◆ Try it ◆
Continue the essay on September 11th and selective memory, starting after its last sentence.

◆ Excerpt to read ◆

September 11th and Selective Memory
Last year, the 20th anniversary of 9/11 passed as would any day meant to commemorate enduring freedom occurring 36 hours after the president announced his now defunct OSHA-enforced nationwide vaccine mandate— a direct assault on bodily autonomy that his staff proudly touted as the ultimate constitutional work-around. A tenure-track professor tweeted some incendiary stuff about the attacks’ role in “heteropatriarchal capitalistic systems” and received cover from her university in the obligatory fallout. Joe Biden made an empty plea for unity despite spending the week demonizing the 50% of Red State voters who remain unvaccinated. Donald Trump again upstaged the most popular president in history in his latest Shadow Leader surprise visit with the salt of the Earth as he commended NYC police officers and firefighters.

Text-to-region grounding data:
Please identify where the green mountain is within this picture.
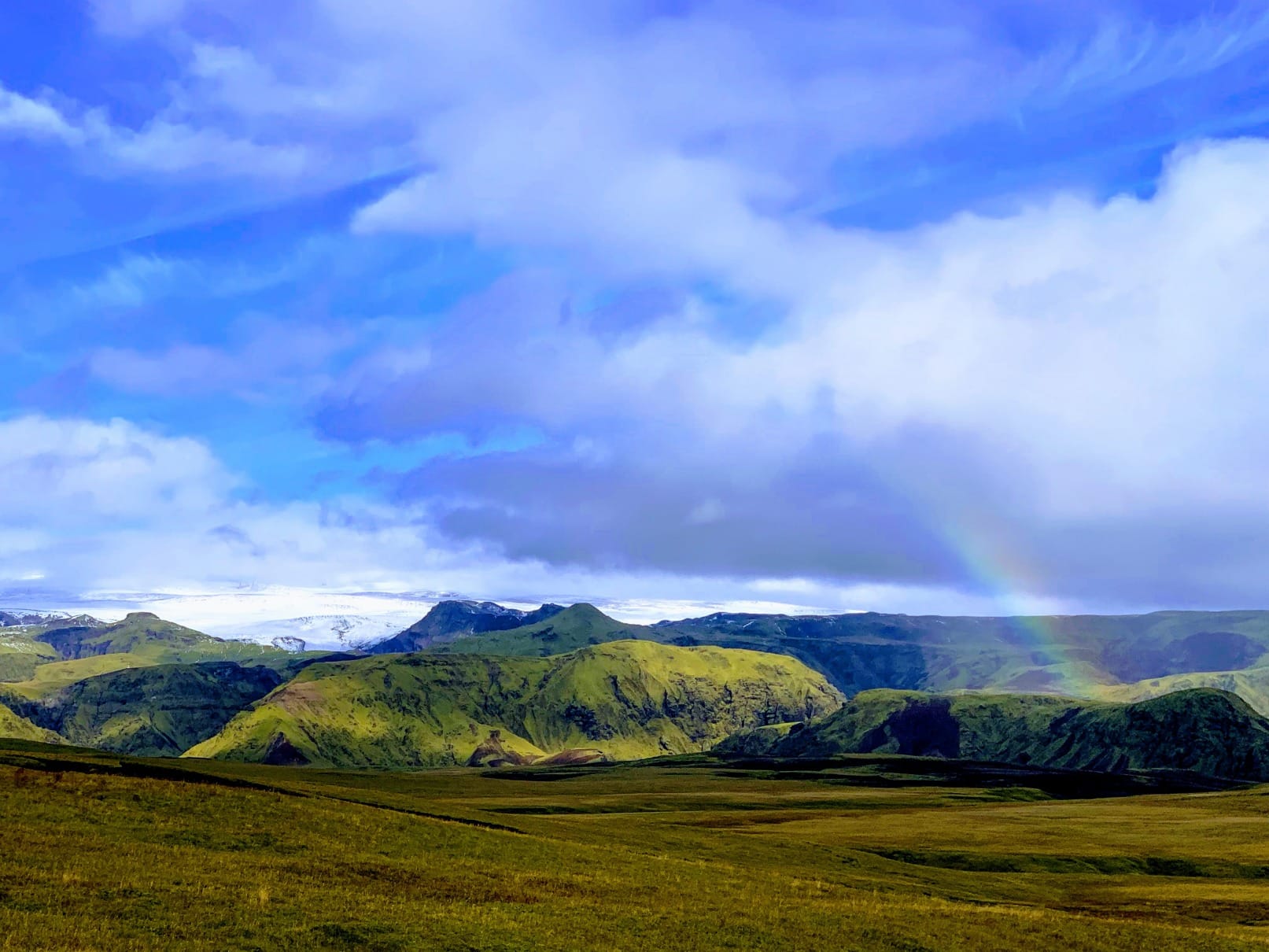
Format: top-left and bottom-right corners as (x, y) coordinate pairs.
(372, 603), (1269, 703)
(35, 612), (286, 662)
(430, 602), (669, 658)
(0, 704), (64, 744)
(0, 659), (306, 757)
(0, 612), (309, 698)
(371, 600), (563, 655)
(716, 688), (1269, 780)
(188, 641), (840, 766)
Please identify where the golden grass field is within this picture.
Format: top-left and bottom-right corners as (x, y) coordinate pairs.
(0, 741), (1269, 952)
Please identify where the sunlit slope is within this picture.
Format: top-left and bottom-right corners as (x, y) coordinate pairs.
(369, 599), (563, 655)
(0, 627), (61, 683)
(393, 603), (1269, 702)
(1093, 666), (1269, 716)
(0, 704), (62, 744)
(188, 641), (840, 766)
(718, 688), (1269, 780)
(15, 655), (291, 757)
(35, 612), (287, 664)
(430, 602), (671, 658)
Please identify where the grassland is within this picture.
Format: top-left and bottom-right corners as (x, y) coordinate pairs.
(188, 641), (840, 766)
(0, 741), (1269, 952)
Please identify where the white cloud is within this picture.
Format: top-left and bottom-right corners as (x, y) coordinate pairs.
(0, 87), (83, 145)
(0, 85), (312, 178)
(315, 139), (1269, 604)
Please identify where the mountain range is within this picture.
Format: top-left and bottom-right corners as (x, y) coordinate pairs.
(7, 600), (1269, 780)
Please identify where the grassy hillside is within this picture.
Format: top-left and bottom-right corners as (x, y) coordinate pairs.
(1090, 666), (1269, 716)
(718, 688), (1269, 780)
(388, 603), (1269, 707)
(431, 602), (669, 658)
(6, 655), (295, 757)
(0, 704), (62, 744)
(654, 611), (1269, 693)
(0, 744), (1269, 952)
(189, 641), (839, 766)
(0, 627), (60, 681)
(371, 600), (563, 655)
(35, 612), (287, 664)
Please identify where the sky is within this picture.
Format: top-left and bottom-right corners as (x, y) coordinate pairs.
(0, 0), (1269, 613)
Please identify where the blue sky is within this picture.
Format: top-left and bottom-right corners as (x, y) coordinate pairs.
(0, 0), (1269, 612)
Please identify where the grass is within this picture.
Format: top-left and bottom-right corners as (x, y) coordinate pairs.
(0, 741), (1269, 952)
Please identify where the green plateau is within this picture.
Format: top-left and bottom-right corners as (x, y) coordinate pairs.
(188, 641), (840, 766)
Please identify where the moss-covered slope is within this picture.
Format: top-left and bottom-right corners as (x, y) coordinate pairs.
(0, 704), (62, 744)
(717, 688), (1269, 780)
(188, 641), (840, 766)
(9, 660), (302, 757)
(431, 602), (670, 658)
...
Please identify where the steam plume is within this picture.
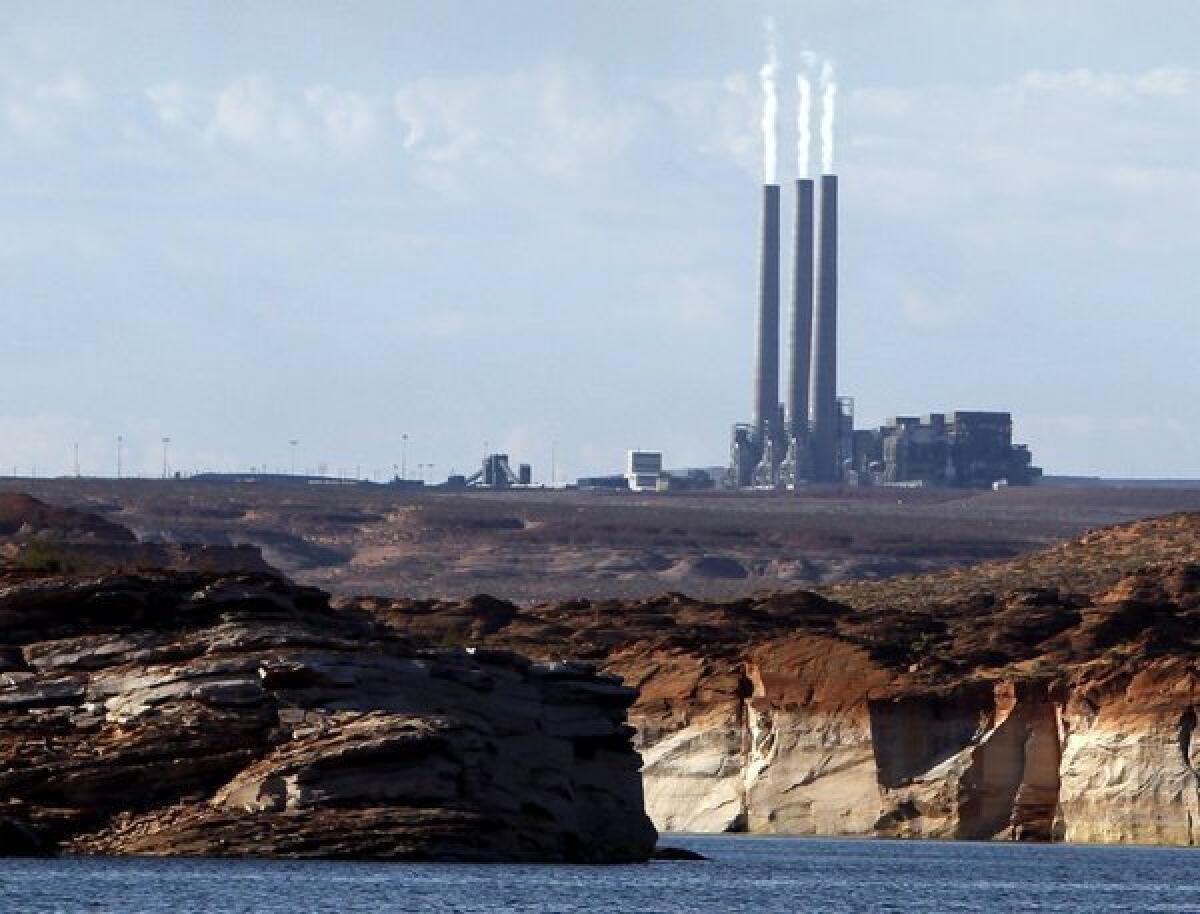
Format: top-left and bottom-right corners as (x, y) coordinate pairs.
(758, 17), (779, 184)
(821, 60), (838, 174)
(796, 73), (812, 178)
* * *
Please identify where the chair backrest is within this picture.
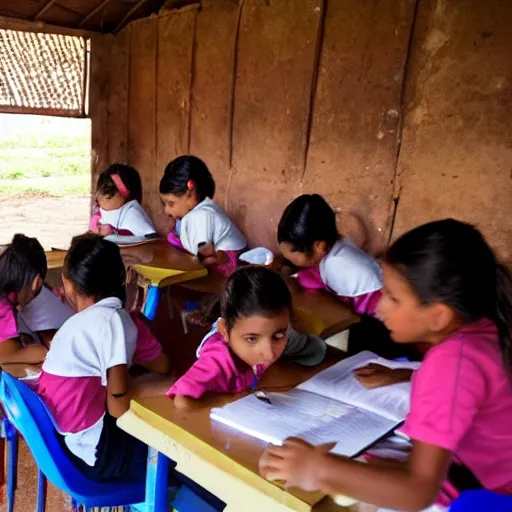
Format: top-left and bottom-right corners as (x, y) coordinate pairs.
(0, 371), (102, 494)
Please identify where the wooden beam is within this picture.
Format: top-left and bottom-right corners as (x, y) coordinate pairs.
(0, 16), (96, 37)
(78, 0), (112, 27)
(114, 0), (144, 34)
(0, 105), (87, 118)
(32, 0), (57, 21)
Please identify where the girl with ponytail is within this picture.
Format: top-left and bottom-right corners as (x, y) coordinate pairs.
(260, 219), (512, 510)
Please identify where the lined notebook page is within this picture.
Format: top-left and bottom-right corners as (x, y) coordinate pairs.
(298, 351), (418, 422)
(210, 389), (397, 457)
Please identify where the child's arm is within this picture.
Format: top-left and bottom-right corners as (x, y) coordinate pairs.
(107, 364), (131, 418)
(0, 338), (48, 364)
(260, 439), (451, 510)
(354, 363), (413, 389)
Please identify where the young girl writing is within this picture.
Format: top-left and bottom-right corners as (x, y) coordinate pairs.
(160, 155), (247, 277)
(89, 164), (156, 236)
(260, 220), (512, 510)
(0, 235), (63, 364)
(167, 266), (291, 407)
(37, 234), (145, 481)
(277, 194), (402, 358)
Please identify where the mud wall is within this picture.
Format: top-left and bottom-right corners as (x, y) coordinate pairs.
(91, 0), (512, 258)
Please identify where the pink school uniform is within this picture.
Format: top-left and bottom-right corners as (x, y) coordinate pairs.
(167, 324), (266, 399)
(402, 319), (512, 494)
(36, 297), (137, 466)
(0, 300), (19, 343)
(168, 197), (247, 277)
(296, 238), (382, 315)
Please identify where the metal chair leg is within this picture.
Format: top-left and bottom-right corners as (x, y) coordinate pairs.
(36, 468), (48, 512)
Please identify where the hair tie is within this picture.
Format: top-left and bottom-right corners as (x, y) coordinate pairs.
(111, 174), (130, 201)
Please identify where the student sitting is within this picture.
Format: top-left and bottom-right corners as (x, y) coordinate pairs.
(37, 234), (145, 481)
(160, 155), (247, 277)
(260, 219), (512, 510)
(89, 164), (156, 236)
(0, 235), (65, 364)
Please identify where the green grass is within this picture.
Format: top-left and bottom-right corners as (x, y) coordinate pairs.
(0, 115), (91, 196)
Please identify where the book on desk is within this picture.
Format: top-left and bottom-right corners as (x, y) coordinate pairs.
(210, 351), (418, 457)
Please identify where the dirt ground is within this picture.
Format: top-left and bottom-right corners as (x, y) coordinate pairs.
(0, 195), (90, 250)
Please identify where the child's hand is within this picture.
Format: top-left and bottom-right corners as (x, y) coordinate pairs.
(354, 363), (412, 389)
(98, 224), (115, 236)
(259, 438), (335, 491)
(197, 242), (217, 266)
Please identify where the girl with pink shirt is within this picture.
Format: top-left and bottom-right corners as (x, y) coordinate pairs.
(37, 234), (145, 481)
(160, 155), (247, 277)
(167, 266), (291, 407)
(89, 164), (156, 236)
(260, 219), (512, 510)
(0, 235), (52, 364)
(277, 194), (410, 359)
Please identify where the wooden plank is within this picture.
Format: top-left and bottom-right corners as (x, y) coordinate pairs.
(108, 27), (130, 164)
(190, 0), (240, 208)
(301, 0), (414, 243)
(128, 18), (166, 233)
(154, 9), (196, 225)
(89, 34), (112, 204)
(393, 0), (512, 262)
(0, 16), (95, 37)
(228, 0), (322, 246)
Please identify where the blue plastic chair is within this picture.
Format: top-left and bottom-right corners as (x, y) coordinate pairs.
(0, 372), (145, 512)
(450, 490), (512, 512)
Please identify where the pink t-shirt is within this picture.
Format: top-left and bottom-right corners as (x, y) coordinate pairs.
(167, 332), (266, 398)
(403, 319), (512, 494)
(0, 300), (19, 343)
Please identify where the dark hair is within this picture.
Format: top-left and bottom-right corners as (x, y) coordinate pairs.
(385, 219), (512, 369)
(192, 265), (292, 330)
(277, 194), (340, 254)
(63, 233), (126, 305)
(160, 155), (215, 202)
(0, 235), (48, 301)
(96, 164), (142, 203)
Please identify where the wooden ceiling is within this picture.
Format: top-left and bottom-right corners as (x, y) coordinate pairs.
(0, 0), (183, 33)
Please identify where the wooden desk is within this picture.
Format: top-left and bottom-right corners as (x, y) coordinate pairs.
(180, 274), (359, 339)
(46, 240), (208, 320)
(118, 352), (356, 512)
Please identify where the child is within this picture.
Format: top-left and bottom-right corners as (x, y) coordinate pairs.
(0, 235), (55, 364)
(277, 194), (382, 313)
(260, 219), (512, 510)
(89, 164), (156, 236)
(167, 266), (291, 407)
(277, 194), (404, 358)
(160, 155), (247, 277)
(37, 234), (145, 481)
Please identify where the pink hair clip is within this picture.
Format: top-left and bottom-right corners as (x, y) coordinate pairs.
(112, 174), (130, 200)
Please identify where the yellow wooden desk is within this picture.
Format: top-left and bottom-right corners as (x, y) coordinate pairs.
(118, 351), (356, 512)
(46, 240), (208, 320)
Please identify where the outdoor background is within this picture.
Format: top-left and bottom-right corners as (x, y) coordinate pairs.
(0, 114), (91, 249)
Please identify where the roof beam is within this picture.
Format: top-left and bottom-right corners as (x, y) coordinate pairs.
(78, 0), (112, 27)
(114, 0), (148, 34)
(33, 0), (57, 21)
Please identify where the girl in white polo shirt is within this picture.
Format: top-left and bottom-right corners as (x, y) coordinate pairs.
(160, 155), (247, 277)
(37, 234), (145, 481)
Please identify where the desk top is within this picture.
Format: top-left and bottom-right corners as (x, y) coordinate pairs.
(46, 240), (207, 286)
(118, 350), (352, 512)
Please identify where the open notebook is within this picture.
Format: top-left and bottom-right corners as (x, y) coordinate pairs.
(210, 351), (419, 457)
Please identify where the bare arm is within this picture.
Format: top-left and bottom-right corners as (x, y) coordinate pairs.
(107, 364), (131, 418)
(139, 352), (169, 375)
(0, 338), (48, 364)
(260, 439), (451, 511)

◆ Reply to the exercise ◆
Such pageantry was enough to make those old enough to remember yearn for the semi-sincere moment when Congress joined together hours after the attacks to sing “God Bless America,” an event about as spontaneous as Uncle Joe’s ice-cream photo ops. For many, our leaders’ exhibition of unity showcased the same comforts as a Hallmark movie—ensconced in cringe but a reminder of both our commonality and the unflagging American dream—which neither partisan politics nor terrorists who somehow bested our defense protocols with box cutters could shake. Yet, the Biden administration’s authoritarian flexing of bureaucracy as skirted responsibility for the Taliban’s recapture of Afghanistan reveals the long-neglected truth about this winsome display: our politicians weren’t singing to show solidarity in the face of a threat. Like a child humming while exploring a dark basement, they were masking their fear as the policies that defined their careers became unglued.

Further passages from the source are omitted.